What you should do -
Every record must be written out once more, with nothing added or omitted.

━━━━━━

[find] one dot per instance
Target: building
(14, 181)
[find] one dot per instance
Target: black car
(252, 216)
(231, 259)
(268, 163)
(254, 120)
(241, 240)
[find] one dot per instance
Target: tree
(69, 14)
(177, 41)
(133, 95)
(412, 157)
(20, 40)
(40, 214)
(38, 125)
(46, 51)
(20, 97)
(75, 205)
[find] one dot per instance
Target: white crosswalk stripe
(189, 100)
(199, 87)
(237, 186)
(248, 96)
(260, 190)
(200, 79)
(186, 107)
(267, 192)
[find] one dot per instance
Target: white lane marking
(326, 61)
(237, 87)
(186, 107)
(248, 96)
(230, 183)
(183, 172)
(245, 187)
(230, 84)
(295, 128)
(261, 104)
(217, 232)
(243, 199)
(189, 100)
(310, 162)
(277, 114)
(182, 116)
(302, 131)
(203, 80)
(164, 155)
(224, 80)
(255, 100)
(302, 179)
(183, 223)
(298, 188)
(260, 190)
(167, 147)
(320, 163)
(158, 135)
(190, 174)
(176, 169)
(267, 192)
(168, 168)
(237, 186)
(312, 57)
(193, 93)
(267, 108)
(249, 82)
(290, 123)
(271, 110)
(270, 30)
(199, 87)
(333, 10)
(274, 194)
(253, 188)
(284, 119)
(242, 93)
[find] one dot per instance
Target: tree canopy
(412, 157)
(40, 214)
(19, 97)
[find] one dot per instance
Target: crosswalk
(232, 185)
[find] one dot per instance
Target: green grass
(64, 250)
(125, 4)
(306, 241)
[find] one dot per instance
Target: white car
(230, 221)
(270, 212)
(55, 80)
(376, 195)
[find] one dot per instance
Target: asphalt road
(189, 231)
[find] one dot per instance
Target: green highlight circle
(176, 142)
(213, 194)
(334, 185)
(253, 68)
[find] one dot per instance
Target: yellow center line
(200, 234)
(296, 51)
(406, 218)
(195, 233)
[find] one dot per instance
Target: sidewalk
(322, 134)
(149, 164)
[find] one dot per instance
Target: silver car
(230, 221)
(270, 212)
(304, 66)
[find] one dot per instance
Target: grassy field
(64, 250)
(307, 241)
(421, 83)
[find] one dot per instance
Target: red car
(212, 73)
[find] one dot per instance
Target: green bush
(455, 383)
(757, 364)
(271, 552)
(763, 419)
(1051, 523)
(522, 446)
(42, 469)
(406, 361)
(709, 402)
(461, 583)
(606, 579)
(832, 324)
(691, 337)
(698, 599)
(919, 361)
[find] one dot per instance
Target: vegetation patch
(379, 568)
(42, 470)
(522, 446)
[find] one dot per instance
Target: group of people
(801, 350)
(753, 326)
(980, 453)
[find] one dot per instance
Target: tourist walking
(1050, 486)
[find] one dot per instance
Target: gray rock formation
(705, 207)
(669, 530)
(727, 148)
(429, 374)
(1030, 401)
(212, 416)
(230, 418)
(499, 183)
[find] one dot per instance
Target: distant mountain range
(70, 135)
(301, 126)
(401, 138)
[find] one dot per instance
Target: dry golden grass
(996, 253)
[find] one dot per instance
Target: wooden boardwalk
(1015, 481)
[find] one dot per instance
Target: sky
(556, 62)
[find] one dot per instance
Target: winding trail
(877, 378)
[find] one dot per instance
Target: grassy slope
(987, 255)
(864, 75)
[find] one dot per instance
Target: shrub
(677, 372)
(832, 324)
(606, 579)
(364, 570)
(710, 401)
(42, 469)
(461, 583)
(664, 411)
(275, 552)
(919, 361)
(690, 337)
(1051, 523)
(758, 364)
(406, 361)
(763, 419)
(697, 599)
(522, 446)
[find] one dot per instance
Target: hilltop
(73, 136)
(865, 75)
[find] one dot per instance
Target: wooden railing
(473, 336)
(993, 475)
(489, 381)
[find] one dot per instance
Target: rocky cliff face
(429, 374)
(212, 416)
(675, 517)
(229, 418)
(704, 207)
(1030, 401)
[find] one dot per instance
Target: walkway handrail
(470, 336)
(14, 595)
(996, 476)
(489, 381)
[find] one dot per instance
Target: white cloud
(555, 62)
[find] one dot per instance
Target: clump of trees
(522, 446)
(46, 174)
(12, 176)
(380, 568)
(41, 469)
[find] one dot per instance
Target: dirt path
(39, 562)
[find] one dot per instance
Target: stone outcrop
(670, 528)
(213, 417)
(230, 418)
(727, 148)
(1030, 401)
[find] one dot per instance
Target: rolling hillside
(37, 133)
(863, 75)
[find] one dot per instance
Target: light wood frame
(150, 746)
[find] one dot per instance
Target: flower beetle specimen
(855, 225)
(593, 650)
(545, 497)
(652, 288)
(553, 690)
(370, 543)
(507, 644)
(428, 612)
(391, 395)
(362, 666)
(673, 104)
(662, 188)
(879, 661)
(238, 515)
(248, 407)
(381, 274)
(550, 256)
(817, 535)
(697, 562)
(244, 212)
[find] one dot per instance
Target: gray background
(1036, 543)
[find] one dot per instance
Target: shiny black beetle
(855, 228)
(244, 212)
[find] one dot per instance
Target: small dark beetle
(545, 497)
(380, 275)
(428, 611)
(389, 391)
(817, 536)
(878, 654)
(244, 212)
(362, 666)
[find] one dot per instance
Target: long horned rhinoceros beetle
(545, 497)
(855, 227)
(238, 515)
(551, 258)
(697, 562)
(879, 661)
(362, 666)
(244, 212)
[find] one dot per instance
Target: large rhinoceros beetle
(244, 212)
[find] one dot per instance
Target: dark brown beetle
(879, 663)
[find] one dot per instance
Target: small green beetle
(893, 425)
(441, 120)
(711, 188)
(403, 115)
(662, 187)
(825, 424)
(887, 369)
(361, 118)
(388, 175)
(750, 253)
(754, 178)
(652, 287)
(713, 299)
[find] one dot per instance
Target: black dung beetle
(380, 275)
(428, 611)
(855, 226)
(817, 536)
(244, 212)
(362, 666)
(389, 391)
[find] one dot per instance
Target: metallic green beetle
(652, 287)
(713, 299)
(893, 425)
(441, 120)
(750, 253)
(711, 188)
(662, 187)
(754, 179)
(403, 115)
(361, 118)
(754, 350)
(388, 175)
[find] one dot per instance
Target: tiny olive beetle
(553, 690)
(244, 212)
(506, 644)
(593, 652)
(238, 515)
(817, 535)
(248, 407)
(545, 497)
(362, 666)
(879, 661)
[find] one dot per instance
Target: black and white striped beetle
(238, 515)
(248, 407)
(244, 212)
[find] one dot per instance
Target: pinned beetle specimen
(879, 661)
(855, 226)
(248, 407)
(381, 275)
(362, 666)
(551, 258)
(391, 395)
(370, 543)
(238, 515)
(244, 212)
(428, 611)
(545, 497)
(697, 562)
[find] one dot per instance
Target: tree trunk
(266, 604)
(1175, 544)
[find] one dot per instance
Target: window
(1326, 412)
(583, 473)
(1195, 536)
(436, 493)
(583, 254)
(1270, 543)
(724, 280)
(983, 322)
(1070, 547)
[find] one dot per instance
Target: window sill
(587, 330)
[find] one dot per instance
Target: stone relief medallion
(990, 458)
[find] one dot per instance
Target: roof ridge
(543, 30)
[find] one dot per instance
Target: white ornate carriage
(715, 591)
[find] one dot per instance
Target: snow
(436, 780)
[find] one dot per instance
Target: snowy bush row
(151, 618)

━━━━━━

Correct response -
[find] one dot per instance
Target: building
(14, 181)
[find] one dot per instance
Target: black car
(252, 216)
(231, 259)
(268, 163)
(254, 120)
(241, 240)
[find] one dot per instance
Target: tree
(69, 14)
(177, 41)
(133, 95)
(412, 157)
(20, 40)
(40, 214)
(38, 125)
(46, 51)
(20, 97)
(75, 205)
[find] one dot per instance
Target: white crosswalk stripe
(189, 100)
(199, 87)
(237, 186)
(248, 96)
(260, 190)
(200, 79)
(186, 107)
(267, 192)
[find] one dot per instance
Target: white lane marking
(326, 61)
(237, 87)
(186, 107)
(248, 96)
(230, 183)
(183, 172)
(245, 187)
(230, 84)
(295, 128)
(261, 104)
(217, 232)
(243, 199)
(189, 100)
(310, 162)
(277, 114)
(182, 116)
(302, 131)
(203, 80)
(164, 155)
(224, 80)
(255, 100)
(302, 179)
(183, 223)
(298, 188)
(260, 190)
(167, 147)
(320, 163)
(158, 135)
(190, 174)
(176, 169)
(267, 192)
(168, 168)
(237, 186)
(312, 57)
(193, 93)
(267, 108)
(249, 82)
(290, 123)
(271, 110)
(270, 30)
(199, 87)
(333, 10)
(274, 194)
(253, 188)
(284, 119)
(242, 93)
[find] one dot per instance
Target: tree canopy
(412, 157)
(40, 214)
(19, 97)
[find] one dot per instance
Target: crosswalk
(232, 185)
[find] one dot per instance
Target: green grass
(64, 250)
(125, 4)
(306, 241)
[find] one dot per instance
Target: white car
(230, 221)
(270, 212)
(55, 80)
(376, 195)
[find] one dot per instance
Target: asphalt road
(189, 231)
[find] one dot per instance
Target: green highlight circle
(176, 142)
(213, 194)
(334, 185)
(253, 68)
[find] one dot per instance
Target: yellow center line
(200, 234)
(296, 51)
(406, 218)
(195, 233)
[find] one dot per instance
Target: sidewalk
(322, 134)
(149, 164)
[find] one dot per instance
Target: silver car
(230, 221)
(270, 212)
(304, 66)
[find] one dot per instance
Target: grassy field
(64, 250)
(307, 241)
(421, 83)
[find] one dot per instance
Target: red car
(212, 73)
[find] one dot per instance
Target: green bush
(455, 383)
(757, 364)
(271, 552)
(763, 419)
(1051, 523)
(522, 446)
(42, 469)
(406, 361)
(709, 402)
(461, 583)
(606, 579)
(832, 324)
(691, 337)
(698, 599)
(919, 361)
[find] one dot per instance
Target: vegetation patch
(379, 568)
(42, 470)
(522, 446)
[find] one dot per instance
Target: group of people
(801, 350)
(753, 326)
(980, 453)
[find] one dot per instance
Target: tourist walking
(1050, 486)
[find] one dot per instance
Target: gray rock formation
(705, 207)
(669, 530)
(727, 148)
(429, 374)
(1030, 401)
(212, 416)
(230, 418)
(499, 183)
[find] one dot per instance
Target: distant mountain range
(70, 135)
(301, 126)
(401, 138)
[find] one dot per instance
Target: dry golden grass
(996, 253)
[find] one dot per instance
Target: wooden boardwalk
(1015, 481)
[find] one dot per instance
Target: sky
(556, 62)
[find] one dot per instance
Target: winding trail
(877, 378)
[find] one dot per instance
Target: grassy slope
(987, 255)
(864, 75)
[find] one dot per instance
Target: shrub
(677, 372)
(832, 324)
(606, 579)
(364, 570)
(710, 401)
(42, 469)
(461, 583)
(664, 411)
(275, 552)
(919, 361)
(690, 337)
(1051, 523)
(758, 364)
(406, 361)
(763, 419)
(697, 599)
(522, 446)
[find] one dot per instance
Target: hilltop
(73, 136)
(865, 75)
[find] one dot per instance
Target: wooden railing
(473, 336)
(993, 475)
(489, 381)
[find] one dot per instance
Target: rocky cliff face
(429, 374)
(212, 416)
(675, 517)
(229, 418)
(704, 207)
(1030, 401)
[find] one dot per instance
Target: walkway handrail
(470, 336)
(14, 595)
(996, 476)
(489, 381)
[find] one dot per instance
Target: white cloud
(555, 62)
[find] one dot per instance
Target: clump of trees
(522, 446)
(46, 174)
(12, 176)
(380, 568)
(41, 469)
[find] one dot per instance
Target: dirt path
(39, 562)
[find] one dot per instance
Target: stone outcrop
(670, 528)
(213, 417)
(230, 418)
(727, 148)
(1030, 401)
[find] one dot per instance
Target: rolling hillside
(37, 133)
(863, 75)
[find] one dot per instance
Target: light wood frame
(150, 746)
[find] one dot per instance
Target: flower beetle specimen
(855, 225)
(593, 650)
(545, 497)
(652, 288)
(553, 690)
(370, 543)
(507, 644)
(428, 612)
(391, 395)
(362, 666)
(673, 104)
(662, 188)
(879, 661)
(238, 515)
(248, 407)
(381, 274)
(550, 256)
(817, 535)
(697, 562)
(244, 212)
[find] one dot per instance
Target: gray background
(1036, 543)
[find] one dot per instance
Target: shiny black beetle
(855, 228)
(244, 212)
[find] one dot per instance
Target: small dark beetle
(545, 497)
(380, 275)
(428, 611)
(389, 391)
(817, 536)
(878, 654)
(244, 212)
(362, 666)
[find] one dot per instance
Target: long horned rhinoceros beetle
(545, 497)
(855, 227)
(238, 515)
(551, 258)
(697, 562)
(879, 661)
(362, 666)
(244, 212)
[find] one dot per instance
Target: large rhinoceros beetle
(244, 212)
[find] one dot per instance
Target: dark brown beetle
(879, 663)
[find] one dot per instance
Target: small green beetle
(893, 425)
(441, 120)
(711, 188)
(403, 115)
(662, 187)
(825, 424)
(887, 369)
(361, 118)
(388, 175)
(750, 253)
(754, 178)
(652, 287)
(713, 299)
[find] one dot per instance
Target: black dung beetle
(380, 275)
(428, 611)
(855, 226)
(817, 536)
(244, 212)
(362, 666)
(389, 391)
[find] one dot per instance
Target: metallic green beetle
(652, 287)
(713, 299)
(893, 425)
(441, 120)
(750, 253)
(711, 188)
(662, 187)
(754, 179)
(403, 115)
(361, 118)
(754, 350)
(388, 175)
[find] one dot per instance
Target: tiny olive beetle
(553, 690)
(244, 212)
(506, 644)
(593, 652)
(238, 515)
(817, 535)
(248, 407)
(545, 497)
(362, 666)
(879, 661)
[find] one dot per instance
Target: black and white striped beetle
(238, 515)
(248, 407)
(244, 212)
[find] one dot per instance
Target: pinned beetle specimen
(879, 661)
(855, 226)
(248, 407)
(381, 275)
(362, 666)
(551, 258)
(391, 395)
(370, 543)
(238, 515)
(244, 212)
(428, 611)
(545, 497)
(697, 562)
[find] one dot per instance
Target: tree trunk
(266, 604)
(1175, 544)
[find] one dot per instance
Target: window
(1326, 412)
(583, 473)
(1195, 536)
(436, 493)
(583, 254)
(1270, 543)
(724, 280)
(983, 322)
(1070, 547)
[find] one dot per instance
Target: window sill
(587, 330)
[find] one dot per instance
Target: stone relief medallion
(990, 458)
[find] one dot per instance
Target: roof ridge
(543, 30)
[find] one dot per instance
Target: white ornate carriage
(715, 591)
[find] one dot per instance
Target: snow
(436, 780)
[find] one dot per instance
Target: snowy bush row
(151, 618)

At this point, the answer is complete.